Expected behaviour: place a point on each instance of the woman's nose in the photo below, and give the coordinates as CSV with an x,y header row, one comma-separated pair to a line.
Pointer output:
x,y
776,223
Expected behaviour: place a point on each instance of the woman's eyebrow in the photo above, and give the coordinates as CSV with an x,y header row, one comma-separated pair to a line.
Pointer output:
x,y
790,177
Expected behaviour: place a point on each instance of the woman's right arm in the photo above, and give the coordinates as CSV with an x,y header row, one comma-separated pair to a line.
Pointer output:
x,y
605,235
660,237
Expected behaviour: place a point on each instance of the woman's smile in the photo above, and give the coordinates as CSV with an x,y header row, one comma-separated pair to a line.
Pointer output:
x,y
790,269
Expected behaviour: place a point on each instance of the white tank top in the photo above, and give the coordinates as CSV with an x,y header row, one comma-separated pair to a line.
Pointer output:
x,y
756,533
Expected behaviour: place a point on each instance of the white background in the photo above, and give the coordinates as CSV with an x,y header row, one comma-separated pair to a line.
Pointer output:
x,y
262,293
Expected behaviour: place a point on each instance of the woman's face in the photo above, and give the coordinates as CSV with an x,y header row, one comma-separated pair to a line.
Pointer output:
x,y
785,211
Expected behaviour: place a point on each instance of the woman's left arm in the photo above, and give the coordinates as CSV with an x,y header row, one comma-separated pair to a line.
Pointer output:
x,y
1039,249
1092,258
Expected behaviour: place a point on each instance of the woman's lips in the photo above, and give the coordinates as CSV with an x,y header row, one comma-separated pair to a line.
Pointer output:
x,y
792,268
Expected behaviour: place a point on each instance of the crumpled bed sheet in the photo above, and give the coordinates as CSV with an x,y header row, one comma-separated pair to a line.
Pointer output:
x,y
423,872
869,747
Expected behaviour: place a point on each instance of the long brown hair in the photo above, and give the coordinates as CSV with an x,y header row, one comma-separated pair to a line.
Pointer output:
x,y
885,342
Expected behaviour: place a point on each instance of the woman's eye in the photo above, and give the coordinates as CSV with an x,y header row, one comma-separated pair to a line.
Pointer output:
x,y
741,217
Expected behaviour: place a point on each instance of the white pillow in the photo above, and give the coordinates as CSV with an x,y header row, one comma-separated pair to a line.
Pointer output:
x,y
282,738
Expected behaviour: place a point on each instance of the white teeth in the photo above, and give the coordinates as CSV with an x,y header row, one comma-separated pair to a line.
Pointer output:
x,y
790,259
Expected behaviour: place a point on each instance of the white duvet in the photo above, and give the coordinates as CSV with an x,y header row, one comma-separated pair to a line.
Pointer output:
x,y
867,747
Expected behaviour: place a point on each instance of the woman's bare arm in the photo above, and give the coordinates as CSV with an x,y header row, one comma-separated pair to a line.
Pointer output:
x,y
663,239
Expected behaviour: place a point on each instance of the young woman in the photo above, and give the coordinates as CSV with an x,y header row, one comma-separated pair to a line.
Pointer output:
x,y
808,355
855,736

#### To do
Copy out each record, keeping every word as it is.

#### Response to this exercise
Expected behaviour: place a point on each instance of the woman's nose in the photo below, and give the coordinates as CSV with an x,y header row, one comma-separated pair to a line.
Pointer output:
x,y
776,223
Expected behaviour: place a point on each instance of the woman's eyebrow in the photo above, and give the coordinates as CSV with an x,y header row, one comma-separated pair to a line.
Pointer output:
x,y
790,177
Expected behaviour: place a point on each instance of the woman's right arm in the photo above, and give the coordinates as CSV with an x,y header row, one comma-separated pair to a line.
Pointer output:
x,y
605,235
660,237
Expected behaviour: place a point on each instance of the woman's smile in the photo above, and give the coordinates as CSV with an x,y header row, one comma-separated pair to a line.
Pointer output:
x,y
790,269
Expected behaviour: place a point on each instance of the white tank top in the photo above, and give the coordinates as CSV with an x,y header row, one comma-separated pair to a line.
Pointer output:
x,y
756,533
Expected behaviour: place a point on each instance of the white background in the photo above, and give the coordinates as CSV with an x,y header row, one comma-separated pair to a line.
Pointer output:
x,y
262,293
Expected behaviour: place a point on each instance of the woman's face in the photo above, and give the coordinates as CSV with an x,y header row, one comma-separated pair to a line.
Pointer output:
x,y
785,211
Expected behaviour: place a point on each instance of the woman's left arm in the photo above, and give the coordinates as CSV with an x,y header row, one comma-separated pair to a line.
Pointer output:
x,y
1039,249
1092,258
Expected behaviour: place a point on each instance of the woman's lips in the photo above, and give the coordinates as CSV with an x,y header row, one comma-separated pair to a line.
Pointer output:
x,y
792,268
Expected behaviour: place a point on each instance of the crumpled bed sheet in the photo above, and give the coordinates as CSV with an x,y header row, one comma-separated pair to a line.
Pointer output:
x,y
423,872
869,747
Expected behaviour: place a point on each instance of the long brown hair in the photo above, and give the coordinates as CSV with an x,y header row, one comma-separated pair to a line.
Pointer output:
x,y
885,342
Expected behaviour: place a point on each instance of the woman's eye in the photo above, and give the coordinates as CSV with an x,y header row, one comma-separated pair to a line.
Pointer output:
x,y
741,217
Expected behaviour: place a point on each instance of the white pillow in the photo above, and give the coordinates as CSV with an x,y header row, one comma-separated pair to a line.
Pointer output:
x,y
282,738
Expected behaviour: place a point on each instance of the white teeth in the photo above, and give the coordinates as CSV with an x,y header row, one comma-separated pair to a line.
Pointer output:
x,y
790,259
Expected behaviour: place a point on each instance of the white duvet in the photo above, and give the coordinates as CSV with an x,y header row, one comma-separated pair to a line.
Pointer output:
x,y
867,747
Expected behaviour: place a point on each instance of the woman's bare arm in the photo above, and give the coordinates as CSV with an x,y header row, one comma-separated pair to a line.
Pointer output:
x,y
663,239
Expected behaviour: place a point on each instance of the young woman in the photo above, and give the coordinates as CSV with an x,y header row, one comma-separated pair to a line.
Pointer output:
x,y
808,355
855,736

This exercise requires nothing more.